#### [SELECTION]
The first Blue Dog painting (1984) depicts a scary loup-garou in a landscape (pictured here), a style that continues for the following five or six years. These early Blue Dog works combine George’s established landscapes, including the dark oaks cut off at the top, with a new strong image, a ghost dog said to lurk in bayous and sugar cane fields...
(pictured, Devil Dog, 1990, 20x24, oil on canvas; for more on the Red Dog visit here)
...and later, the spirit of a studio dog on a journey to find her master.
(pictured, The Re-birth of Tiffany, 1992; for more on the Tiffany paintings, visit here)
By the early-mid 1990s the Blue Dog leaves the landscape, as George transports it to surreal and varied locations within his imagination. Although rooted in Louisiana, the dog becomes an entity that grants access to a wider subject matter, allowing George to comment on life today, in direct contrast to his Cajun paintings, which he designed to reconstruct and preserve the past. (pictured, My Acadian Heritage, 2007)

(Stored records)

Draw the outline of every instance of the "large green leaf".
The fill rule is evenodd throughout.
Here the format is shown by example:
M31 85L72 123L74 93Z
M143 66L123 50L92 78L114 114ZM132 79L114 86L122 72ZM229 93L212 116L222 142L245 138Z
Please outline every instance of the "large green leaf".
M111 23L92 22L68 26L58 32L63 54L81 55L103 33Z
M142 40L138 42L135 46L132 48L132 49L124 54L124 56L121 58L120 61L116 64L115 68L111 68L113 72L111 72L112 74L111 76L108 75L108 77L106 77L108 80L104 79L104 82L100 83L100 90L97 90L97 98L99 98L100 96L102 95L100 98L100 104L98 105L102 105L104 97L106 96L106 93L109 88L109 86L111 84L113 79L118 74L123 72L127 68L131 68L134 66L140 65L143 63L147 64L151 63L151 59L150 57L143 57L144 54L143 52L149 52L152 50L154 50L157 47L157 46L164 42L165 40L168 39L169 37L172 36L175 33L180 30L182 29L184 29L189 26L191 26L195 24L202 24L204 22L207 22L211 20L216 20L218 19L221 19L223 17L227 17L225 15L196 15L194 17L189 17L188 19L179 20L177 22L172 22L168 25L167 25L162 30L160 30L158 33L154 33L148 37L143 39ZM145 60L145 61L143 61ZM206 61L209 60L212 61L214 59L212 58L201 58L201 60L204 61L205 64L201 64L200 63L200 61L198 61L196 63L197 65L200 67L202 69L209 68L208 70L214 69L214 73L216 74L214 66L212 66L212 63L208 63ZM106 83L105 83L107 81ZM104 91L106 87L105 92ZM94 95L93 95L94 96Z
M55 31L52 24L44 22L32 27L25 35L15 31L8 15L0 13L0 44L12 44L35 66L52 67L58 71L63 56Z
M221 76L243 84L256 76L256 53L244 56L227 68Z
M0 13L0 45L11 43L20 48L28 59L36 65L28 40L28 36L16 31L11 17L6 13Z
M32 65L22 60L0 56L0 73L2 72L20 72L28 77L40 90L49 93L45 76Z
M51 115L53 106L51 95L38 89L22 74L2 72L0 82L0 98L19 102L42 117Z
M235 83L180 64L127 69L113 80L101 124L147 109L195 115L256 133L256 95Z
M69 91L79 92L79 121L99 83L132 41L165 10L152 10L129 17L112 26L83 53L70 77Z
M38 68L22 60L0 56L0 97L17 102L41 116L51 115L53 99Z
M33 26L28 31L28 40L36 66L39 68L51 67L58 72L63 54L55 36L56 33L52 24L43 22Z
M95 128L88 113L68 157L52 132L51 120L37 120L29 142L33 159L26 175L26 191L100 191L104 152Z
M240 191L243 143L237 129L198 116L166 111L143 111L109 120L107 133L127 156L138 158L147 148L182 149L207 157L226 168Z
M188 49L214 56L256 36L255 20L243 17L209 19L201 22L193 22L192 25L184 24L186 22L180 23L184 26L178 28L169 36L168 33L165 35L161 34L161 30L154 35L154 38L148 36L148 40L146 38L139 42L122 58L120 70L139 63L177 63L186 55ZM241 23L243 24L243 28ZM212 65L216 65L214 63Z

* * *

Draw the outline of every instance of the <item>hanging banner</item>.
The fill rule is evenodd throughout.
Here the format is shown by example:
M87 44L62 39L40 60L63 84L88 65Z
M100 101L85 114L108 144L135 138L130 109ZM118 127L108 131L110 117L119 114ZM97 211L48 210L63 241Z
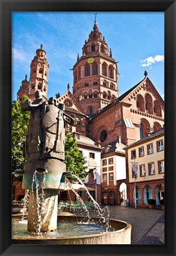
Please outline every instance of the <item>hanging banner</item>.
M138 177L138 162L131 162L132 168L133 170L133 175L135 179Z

#### [TASKS]
1 – According to the Blue Dog passage, what does the first Blue Dog painting from 1984 depict?
2 – Continue the Blue Dog passage from where it stops.

#### [FINAL ANSWERS]
1 – A scary loup-garou in a landscape.

2 –
It’s a consistent thread throughout his work, and it’s a persistent subject that changes right along with changes in the Blue Dog Series. (see the Blue Dog links under 'Popular Musings' to the right of this post)
(pictured, I Remember This, 1992)
Like the Blue Dog, from the beginning the Oak Tree is a well-defined, hard-edged shape particular to Rodrigue. He paints the dog not as a small animal at a person’s feet, but rather as a person itself, large-scale and eye-level. The Oak Tree also has specific and unusual characteristics, such as its foreground location and its odd shape, cut off at the top, rather than the background location and birds-eye view of traditional landscapes. George pieces the dog and tree together like a puzzle, almost as if the tree locks the dog into place.
(paintings below from 2000 and 2001)
(pictured, Evermore, 2003, 24x24)
Similarly, both the Blue Dog and the Oak Tree splinter, as if in search of definition (and a hard edge) in the post-Katrina paintings.
(pictured, It's at Night I Get Broken Up, 2006, 36x24)
As with George’s Cajun paintings, these dog-in-a-landscape canvases are more popular, ironically, outside of Louisiana than within the population that, like George, has oak trees in its backyard and grew up with stories of the loup-garou.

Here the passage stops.